### Supplied passage
#####
In Braithwaite, residents assessed the damage. "Just look at that, everything completely submerged," said Jimmy Delery, 57, a land and property owner as he inspected Braithwaite's rooftops from a motorboat. "We thought we knew so much about hurricanes, but we're learning so much more."
Residents without boats waited on higher ground for the water to recede. Officials used a digger to claw a hole in the town's earthen levee to speed up the draining.
"I'm doing OK for now but I know it'll hit me when I get in there and see my home," said Melanie Martinez, who was rescued from her rooftop on Wednesday with her family soon after Isaac made landfall. "We thought we were going to die in that house; the water was coming up so fast."
Two neighbors did not make it. The bodies of the man and woman, who were not immediately named, were found in a kitchen, apparently drowned.
#####
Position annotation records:
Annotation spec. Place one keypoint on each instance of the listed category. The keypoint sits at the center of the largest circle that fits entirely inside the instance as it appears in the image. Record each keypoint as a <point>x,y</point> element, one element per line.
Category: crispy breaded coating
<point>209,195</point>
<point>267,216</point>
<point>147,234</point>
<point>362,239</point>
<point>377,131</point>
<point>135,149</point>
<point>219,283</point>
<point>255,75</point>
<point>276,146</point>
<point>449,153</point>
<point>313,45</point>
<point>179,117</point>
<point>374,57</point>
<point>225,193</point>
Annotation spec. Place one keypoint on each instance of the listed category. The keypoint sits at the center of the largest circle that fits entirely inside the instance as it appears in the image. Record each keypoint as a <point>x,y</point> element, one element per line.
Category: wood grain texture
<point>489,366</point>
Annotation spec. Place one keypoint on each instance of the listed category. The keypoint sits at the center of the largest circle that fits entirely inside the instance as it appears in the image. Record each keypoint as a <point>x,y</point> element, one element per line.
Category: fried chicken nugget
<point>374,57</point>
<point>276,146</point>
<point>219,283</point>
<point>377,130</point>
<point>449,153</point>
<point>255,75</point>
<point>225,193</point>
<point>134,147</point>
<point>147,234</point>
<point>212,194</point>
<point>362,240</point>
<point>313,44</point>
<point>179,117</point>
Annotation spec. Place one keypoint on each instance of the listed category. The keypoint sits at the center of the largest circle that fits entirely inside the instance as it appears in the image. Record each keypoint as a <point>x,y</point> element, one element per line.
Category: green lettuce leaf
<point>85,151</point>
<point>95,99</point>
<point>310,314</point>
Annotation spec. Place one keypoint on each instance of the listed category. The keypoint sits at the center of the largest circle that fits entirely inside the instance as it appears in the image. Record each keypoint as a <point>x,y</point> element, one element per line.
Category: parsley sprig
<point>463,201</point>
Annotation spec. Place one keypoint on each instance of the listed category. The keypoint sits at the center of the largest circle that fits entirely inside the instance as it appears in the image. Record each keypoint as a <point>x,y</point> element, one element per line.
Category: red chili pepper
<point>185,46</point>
#####
### Work to do
[1] Reproduce the Braithwaite flood report word for word, from start to finish.
[2] In the records, take the part that opens with the first line and closes with the line containing "Category: crispy breaded coating", and rewrite it with "keypoint" changed to "landmark", leaving everything else untouched. Return only those lines.
The Braithwaite flood report and the records are unrelated to each other.

### Solutions to the tasks
[1]
In Braithwaite, residents assessed the damage. "Just look at that, everything completely submerged," said Jimmy Delery, 57, a land and property owner as he inspected Braithwaite's rooftops from a motorboat. "We thought we knew so much about hurricanes, but we're learning so much more."
Residents without boats waited on higher ground for the water to recede. Officials used a digger to claw a hole in the town's earthen levee to speed up the draining.
"I'm doing OK for now but I know it'll hit me when I get in there and see my home," said Melanie Martinez, who was rescued from her rooftop on Wednesday with her family soon after Isaac made landfall. "We thought we were going to die in that house; the water was coming up so fast."
Two neighbors did not make it. The bodies of the man and woman, who were not immediately named, were found in a kitchen, apparently drowned.

[2]
Annotation spec. Place one landmark on each instance of the listed category. The landmark sits at the center of the largest circle that fits entirely inside the instance as it appears in the image. Record each landmark as a <point>x,y</point> element, one element per line.
Category: crispy breaded coating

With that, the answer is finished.